TASK GOAL: Please retype every entry below, keeping it exactly the same.

[Records from a collection]
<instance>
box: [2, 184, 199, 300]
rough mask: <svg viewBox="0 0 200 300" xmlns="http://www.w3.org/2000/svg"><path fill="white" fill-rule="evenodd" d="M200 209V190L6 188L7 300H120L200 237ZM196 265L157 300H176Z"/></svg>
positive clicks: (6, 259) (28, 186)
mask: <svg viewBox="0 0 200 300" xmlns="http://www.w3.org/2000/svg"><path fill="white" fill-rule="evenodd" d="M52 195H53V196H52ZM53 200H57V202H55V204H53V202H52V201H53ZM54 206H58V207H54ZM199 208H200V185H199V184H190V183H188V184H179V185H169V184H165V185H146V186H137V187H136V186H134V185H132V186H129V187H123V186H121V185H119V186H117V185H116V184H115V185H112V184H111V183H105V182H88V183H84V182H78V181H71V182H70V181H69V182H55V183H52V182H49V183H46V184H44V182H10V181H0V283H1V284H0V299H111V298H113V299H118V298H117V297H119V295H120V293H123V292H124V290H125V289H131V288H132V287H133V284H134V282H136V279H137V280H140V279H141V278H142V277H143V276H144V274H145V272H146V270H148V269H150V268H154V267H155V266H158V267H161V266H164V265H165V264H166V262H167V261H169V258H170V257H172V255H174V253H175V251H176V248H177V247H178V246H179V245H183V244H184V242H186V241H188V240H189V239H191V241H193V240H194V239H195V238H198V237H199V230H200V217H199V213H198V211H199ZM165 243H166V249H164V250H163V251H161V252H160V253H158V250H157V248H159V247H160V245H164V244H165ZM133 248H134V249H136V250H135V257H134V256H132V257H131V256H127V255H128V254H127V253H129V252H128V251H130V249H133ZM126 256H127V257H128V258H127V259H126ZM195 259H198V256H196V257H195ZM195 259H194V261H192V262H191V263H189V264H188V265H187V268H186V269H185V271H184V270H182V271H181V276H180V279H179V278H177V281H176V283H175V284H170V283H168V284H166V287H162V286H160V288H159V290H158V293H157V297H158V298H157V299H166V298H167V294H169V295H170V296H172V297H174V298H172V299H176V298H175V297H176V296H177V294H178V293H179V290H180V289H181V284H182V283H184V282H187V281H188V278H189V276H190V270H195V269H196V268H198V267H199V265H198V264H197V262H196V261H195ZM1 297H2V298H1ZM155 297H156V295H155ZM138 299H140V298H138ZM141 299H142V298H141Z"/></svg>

RESULT OF THE EXERCISE:
<instance>
box: [2, 184, 199, 300]
rough mask: <svg viewBox="0 0 200 300" xmlns="http://www.w3.org/2000/svg"><path fill="white" fill-rule="evenodd" d="M200 209V190L6 188L7 300H120L200 237ZM196 265L157 300H176Z"/></svg>
positive clicks: (6, 259) (28, 186)
mask: <svg viewBox="0 0 200 300" xmlns="http://www.w3.org/2000/svg"><path fill="white" fill-rule="evenodd" d="M52 195H53V196H52ZM53 200H57V202H55V204H53V202H52V201H53ZM54 206H58V207H54ZM199 208H200V185H199V184H190V183H188V184H179V185H169V184H165V185H146V186H137V187H136V186H134V185H132V186H129V187H123V186H121V185H119V186H117V185H116V184H115V185H112V184H111V183H105V182H88V183H84V182H78V181H71V182H70V181H69V182H55V183H52V182H49V183H46V184H44V182H10V181H0V283H1V284H0V299H111V298H113V299H118V298H117V297H119V295H120V293H123V292H124V290H125V289H131V288H132V287H133V284H134V282H136V279H137V280H140V279H141V278H142V277H143V276H144V274H145V272H146V270H148V269H150V268H154V267H155V266H158V267H161V266H164V265H165V264H166V262H167V261H169V258H170V257H172V255H174V253H175V251H176V248H177V247H178V246H179V245H183V244H184V242H186V241H188V240H189V239H191V241H193V240H194V239H195V238H198V237H199V230H200V217H199V213H198V211H199ZM165 243H166V249H164V250H163V251H161V252H160V253H158V250H157V248H159V247H160V245H164V244H165ZM133 248H134V249H136V250H135V257H134V256H132V257H131V256H127V255H128V254H127V253H129V252H128V251H130V249H133ZM126 256H127V257H128V258H127V259H126ZM195 259H198V256H196V257H195ZM195 259H194V261H192V262H191V263H189V264H188V265H187V268H186V269H185V271H184V270H182V271H181V276H180V279H179V278H177V281H176V283H175V284H170V283H168V284H166V287H162V286H160V288H159V290H158V293H157V297H158V298H157V299H166V298H167V294H169V295H170V296H172V297H174V298H172V299H176V298H175V297H176V296H177V294H178V293H179V290H180V289H181V284H182V283H184V282H187V281H188V278H189V276H190V270H195V269H196V268H198V267H199V265H198V264H197V262H196V261H195ZM1 297H2V298H1ZM155 297H156V295H155ZM138 299H140V298H138ZM141 299H142V298H141Z"/></svg>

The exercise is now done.